BEGIN Material provided

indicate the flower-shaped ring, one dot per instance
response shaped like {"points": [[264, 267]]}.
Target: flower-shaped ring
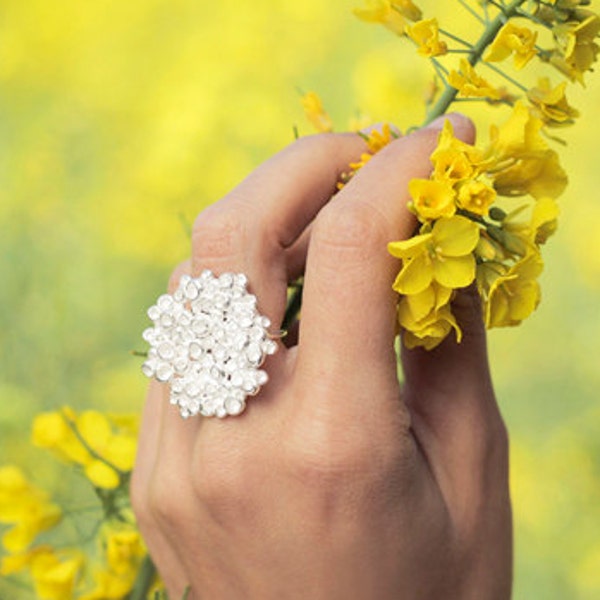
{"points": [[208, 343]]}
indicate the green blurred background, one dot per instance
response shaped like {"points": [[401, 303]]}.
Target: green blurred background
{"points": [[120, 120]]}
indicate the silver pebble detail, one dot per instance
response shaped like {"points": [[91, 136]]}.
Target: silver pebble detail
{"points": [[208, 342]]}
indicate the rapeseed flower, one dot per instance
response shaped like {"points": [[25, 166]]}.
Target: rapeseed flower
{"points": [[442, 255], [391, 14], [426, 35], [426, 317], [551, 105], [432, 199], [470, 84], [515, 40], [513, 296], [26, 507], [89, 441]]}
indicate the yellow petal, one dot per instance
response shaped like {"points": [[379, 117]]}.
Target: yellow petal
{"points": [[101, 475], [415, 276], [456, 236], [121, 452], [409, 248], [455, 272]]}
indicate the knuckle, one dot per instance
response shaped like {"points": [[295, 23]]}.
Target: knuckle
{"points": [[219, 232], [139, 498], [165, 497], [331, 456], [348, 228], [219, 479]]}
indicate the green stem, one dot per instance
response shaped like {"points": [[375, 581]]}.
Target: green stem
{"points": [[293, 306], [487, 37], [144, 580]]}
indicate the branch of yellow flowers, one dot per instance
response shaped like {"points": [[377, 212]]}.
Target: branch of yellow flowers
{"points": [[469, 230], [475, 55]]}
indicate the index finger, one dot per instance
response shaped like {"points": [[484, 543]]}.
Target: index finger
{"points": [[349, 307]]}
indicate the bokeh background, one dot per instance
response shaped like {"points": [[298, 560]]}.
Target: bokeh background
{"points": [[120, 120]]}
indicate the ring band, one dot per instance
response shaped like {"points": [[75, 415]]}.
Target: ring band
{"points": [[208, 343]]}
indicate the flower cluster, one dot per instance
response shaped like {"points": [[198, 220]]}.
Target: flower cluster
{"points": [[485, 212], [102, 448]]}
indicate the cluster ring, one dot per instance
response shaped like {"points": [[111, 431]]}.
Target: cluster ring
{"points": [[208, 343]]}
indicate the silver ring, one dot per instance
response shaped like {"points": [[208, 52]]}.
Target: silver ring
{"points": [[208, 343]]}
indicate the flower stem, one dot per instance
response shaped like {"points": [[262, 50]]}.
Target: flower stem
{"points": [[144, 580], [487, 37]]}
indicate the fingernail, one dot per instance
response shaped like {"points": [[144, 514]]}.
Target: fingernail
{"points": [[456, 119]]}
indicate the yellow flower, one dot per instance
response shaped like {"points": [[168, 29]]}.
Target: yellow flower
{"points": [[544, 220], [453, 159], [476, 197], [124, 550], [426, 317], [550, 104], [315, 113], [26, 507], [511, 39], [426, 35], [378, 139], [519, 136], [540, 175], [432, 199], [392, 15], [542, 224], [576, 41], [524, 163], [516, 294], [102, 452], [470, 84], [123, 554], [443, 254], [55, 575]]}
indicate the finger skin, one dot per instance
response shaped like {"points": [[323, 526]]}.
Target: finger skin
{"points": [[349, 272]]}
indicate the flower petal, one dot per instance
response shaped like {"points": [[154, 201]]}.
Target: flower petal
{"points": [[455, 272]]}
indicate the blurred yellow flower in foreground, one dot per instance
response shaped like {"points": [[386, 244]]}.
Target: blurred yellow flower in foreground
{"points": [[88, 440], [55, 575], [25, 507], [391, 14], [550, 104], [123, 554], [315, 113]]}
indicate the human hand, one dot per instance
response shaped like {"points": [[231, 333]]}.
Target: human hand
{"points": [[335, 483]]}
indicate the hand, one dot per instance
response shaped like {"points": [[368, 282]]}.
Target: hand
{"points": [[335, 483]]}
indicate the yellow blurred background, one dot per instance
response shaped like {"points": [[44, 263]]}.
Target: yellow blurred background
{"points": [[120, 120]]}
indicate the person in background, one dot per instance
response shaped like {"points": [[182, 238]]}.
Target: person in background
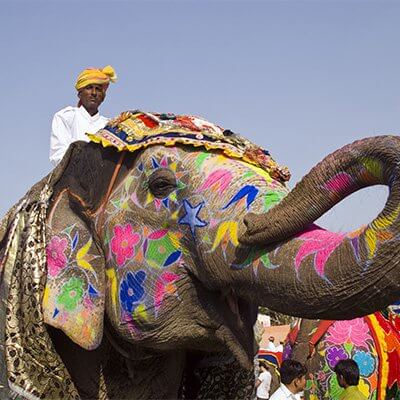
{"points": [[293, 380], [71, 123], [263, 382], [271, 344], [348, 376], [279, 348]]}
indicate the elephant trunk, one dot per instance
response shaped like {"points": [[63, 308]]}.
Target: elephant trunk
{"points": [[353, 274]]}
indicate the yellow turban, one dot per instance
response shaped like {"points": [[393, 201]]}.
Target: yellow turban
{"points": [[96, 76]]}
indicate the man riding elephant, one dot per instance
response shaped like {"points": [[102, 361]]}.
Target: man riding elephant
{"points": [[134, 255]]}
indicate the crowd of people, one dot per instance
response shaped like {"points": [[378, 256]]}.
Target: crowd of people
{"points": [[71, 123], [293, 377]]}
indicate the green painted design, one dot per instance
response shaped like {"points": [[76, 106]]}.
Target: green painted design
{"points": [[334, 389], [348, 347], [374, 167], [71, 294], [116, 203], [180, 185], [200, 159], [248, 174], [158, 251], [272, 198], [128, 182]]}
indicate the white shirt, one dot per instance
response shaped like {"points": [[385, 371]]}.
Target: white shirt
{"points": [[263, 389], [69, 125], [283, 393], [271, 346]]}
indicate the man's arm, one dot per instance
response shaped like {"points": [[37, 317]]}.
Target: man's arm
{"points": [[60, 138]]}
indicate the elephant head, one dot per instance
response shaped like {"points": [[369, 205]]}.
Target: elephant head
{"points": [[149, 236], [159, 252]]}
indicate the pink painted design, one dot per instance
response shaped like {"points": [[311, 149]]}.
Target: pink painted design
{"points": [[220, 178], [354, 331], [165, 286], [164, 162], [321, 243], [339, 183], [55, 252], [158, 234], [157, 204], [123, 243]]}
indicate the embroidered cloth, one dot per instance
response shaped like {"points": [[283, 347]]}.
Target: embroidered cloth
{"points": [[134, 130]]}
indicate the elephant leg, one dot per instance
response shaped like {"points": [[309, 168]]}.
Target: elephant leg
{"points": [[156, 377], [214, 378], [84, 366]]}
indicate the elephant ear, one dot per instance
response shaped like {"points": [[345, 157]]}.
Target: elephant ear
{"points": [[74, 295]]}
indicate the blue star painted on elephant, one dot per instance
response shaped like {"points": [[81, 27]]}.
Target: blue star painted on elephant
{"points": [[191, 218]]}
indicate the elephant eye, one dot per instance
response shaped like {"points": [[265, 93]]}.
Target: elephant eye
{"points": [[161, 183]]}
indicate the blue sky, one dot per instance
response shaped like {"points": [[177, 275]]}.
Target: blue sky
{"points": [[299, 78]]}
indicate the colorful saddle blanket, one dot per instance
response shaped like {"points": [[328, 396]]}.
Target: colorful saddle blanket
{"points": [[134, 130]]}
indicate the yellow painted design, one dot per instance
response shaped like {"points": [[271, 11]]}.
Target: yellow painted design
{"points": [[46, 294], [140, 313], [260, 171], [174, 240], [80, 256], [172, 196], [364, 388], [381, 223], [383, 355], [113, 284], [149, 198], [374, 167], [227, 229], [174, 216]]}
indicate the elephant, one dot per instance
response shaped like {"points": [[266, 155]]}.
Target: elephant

END Material provided

[What to do]: Your reply should be a verbatim retyping of the lines from the one that holds "Target: colorful saddle blanket" through the last line of the entries.

[Finished task]:
Target: colorful saddle blanket
{"points": [[134, 130]]}
indicate the yellow painted design, one dot per instance
response shaped like {"points": [[271, 11]]}.
Target: yellow painted design
{"points": [[46, 294], [140, 313], [260, 171], [174, 240], [80, 256], [172, 196], [364, 388], [381, 223], [383, 355], [113, 284], [149, 198], [374, 167], [227, 229], [174, 216]]}
indicate the elephant, one dot per instance
response shaped like {"points": [[266, 155]]}.
Target: elephant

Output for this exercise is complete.